EXERCISE GOAL
Carry on writing the State v. Hurley court opinion below, starting right after its last sentence.

>> start TEXT

State v. Hurley

Decision Date02 July 1987
Docket NumberNo. 6674,6674
Citation154 Ariz. 124,741 P.2d 257
PartiesSTATE of Arizona, Appellee, v. Darcy Dale HURLEY, Appellant.
CourtArizona Supreme Court

Robert K. Corbin, Atty. Gen. by William J. Schafer III, Ronald L. Crismon, Asst. Attys. Gen., Phoenix, for appellee.

George M. Sterling, Jr., Phoenix, for appellant.

FELDMAN, Vice Chief Justice.

Darcy Dale Hurley (defendant) was convicted by a jury of seven counts armed robbery and one count aggravated assault. Hurley was sentenced under the enhancement provisions of A.R.S. § 13-604.02(A) 1 because the trial court determined that he was on release from confinement when he committed the offenses. Hurley contends that § 13-604.02(A) is unconstitutional unless interpreted to require proof beyond a reasonable doubt and trial to a jury, rather than a judge, to determine release status. He also contends that his sentence--three consecutive life terms--is unconstitutionally excessive.

We have jurisdiction of Hurley's direct appeal pursuant to Ariz. Const. art. 6, § 5(3) and A.R.S. §§ 13-4031, -4035.


On the evening of February 26, 1985, Hurley and an accomplice, William Alford Elliott, robbed three separate groups of people in east Phoenix hotel parking lots. Shortly before 8:00 p.m., the two men robbed an elderly couple. Brandishing a handgun, Hurley took the man's wallet, the woman's purse and jewelry, and then ordered the two to lie face-down between two vehicles on the asphalt as he and Elliott left. During the next hour, Hurley and Elliott robbed two businessmen as they were leaving their car. Hurley twice used the gun to strike one of the men in the face. After 9:00 p.m., Hurley, unaccompanied, robbed a different group of three men. Shortly following the third robbery, the police arrested Hurley and Elliott.

>> end TEXT
>> start MATERIAL SHOWN

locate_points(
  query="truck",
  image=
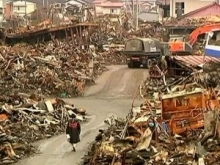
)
(142, 51)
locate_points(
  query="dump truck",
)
(142, 51)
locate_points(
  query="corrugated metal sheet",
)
(213, 9)
(194, 60)
(149, 16)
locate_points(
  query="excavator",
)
(183, 45)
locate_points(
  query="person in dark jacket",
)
(73, 131)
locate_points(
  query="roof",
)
(181, 93)
(193, 60)
(22, 3)
(163, 2)
(212, 9)
(76, 2)
(110, 4)
(143, 39)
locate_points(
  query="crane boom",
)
(202, 30)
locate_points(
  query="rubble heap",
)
(25, 119)
(197, 21)
(55, 68)
(177, 124)
(149, 137)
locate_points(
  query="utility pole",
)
(25, 3)
(137, 13)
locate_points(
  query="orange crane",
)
(180, 45)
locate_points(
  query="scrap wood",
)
(163, 150)
(22, 126)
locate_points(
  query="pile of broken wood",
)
(148, 137)
(177, 124)
(55, 68)
(27, 118)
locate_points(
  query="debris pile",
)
(194, 22)
(55, 68)
(162, 132)
(27, 118)
(177, 124)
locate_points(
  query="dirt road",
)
(112, 94)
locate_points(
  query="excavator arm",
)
(202, 30)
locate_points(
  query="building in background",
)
(107, 7)
(20, 9)
(181, 7)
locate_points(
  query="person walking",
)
(73, 131)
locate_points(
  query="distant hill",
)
(40, 2)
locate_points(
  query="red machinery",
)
(180, 45)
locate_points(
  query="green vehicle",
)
(142, 51)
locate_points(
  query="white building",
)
(76, 2)
(20, 9)
(107, 7)
(187, 5)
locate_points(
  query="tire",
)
(148, 63)
(130, 65)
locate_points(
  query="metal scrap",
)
(27, 118)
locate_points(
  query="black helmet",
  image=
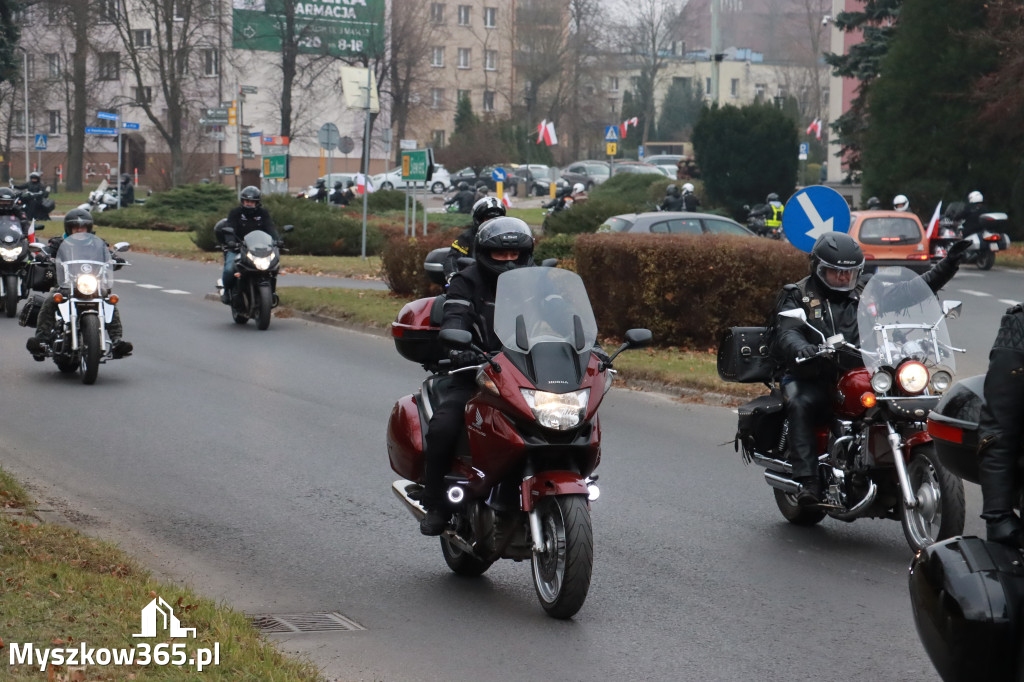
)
(503, 235)
(251, 194)
(485, 209)
(837, 261)
(78, 218)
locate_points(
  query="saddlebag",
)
(760, 426)
(30, 312)
(743, 356)
(967, 595)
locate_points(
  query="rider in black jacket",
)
(502, 244)
(828, 297)
(1001, 431)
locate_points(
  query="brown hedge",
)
(684, 289)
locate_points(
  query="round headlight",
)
(912, 377)
(882, 382)
(941, 381)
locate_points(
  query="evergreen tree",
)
(744, 154)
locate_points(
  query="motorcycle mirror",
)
(459, 339)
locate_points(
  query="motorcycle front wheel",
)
(91, 348)
(561, 571)
(10, 295)
(940, 511)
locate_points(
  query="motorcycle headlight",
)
(86, 284)
(261, 263)
(941, 381)
(882, 382)
(912, 377)
(557, 411)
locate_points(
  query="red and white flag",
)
(934, 222)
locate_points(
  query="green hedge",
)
(685, 289)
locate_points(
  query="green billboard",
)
(338, 28)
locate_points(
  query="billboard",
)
(338, 28)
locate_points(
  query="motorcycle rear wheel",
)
(795, 513)
(91, 348)
(940, 510)
(10, 295)
(562, 570)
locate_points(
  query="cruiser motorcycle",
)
(523, 476)
(878, 460)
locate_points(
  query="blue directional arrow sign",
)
(812, 212)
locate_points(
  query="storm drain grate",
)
(299, 623)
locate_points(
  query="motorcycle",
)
(255, 292)
(877, 460)
(984, 245)
(523, 477)
(85, 304)
(15, 256)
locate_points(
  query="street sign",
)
(328, 136)
(812, 212)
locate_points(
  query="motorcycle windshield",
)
(899, 317)
(259, 244)
(83, 254)
(537, 305)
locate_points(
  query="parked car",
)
(638, 167)
(670, 222)
(590, 173)
(891, 238)
(439, 181)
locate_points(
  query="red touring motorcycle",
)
(967, 593)
(877, 459)
(523, 473)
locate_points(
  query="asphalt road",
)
(252, 465)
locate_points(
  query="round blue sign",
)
(812, 212)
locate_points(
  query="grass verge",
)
(59, 589)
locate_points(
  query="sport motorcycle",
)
(523, 472)
(877, 458)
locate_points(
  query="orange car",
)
(891, 238)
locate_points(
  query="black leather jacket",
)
(1001, 427)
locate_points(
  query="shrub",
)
(401, 263)
(685, 289)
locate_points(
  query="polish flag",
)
(934, 222)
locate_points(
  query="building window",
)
(107, 11)
(53, 65)
(110, 64)
(436, 97)
(141, 38)
(211, 62)
(54, 118)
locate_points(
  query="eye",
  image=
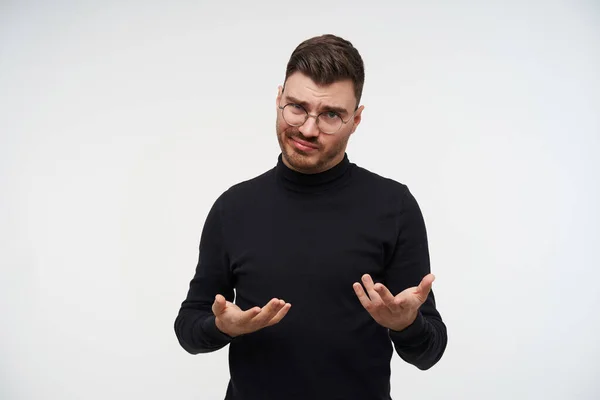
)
(330, 115)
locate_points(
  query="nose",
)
(309, 128)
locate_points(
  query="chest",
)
(305, 248)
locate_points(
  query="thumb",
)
(219, 305)
(425, 286)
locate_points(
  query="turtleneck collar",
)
(313, 183)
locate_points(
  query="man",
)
(297, 242)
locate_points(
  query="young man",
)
(297, 242)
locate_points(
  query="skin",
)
(393, 312)
(330, 148)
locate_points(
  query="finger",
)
(386, 296)
(370, 286)
(279, 316)
(362, 296)
(425, 287)
(268, 312)
(248, 315)
(219, 305)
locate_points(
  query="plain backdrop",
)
(122, 121)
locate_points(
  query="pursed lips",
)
(302, 142)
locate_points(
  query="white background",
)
(121, 122)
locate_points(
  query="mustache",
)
(295, 133)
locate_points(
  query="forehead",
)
(339, 93)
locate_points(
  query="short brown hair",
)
(327, 59)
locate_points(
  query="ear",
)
(357, 118)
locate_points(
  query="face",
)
(305, 148)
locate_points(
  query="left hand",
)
(395, 313)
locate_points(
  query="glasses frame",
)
(316, 117)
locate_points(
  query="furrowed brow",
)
(324, 108)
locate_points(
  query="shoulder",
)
(247, 190)
(377, 183)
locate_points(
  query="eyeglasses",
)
(329, 122)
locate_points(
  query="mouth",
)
(303, 145)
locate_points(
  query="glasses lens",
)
(329, 122)
(294, 114)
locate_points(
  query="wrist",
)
(220, 327)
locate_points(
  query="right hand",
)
(231, 320)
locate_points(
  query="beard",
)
(324, 158)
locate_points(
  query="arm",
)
(423, 342)
(195, 324)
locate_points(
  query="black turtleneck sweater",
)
(306, 239)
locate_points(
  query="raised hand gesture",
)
(393, 312)
(232, 321)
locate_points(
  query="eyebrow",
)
(339, 110)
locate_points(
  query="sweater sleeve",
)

>> end MATERIAL SHOWN

RESPONSE TO THE TASK
A jury convicted Hurley of seven counts armed robbery and one count aggravated assault. A.R.S. §§ 13-1904, -1902, -1901, -1204(A)(1) and (2), -1203(A)(1). The jury found all eight offenses dangerous because Hurley had used or exhibited a deadly weapon. A.R.S. § 13-604(F) and (G). 2 Following the conviction, the trial court convened to determine whether Hurley was on release from confinement for conviction of a felony offense on the date of the robberies. If so, the special sentencing provision of § 13-604.02(A) would apply. This would require mandatory life imprisonment without possibility of parole for twenty-five years. 3 Hurley objected to this procedure, arguing that release status should be determined by the jury, rather than by the trial judge. The state persuaded the court that it could determine release status. See State v. Turner, 141 Ariz. 470, 687 P.2d 1225 (1984).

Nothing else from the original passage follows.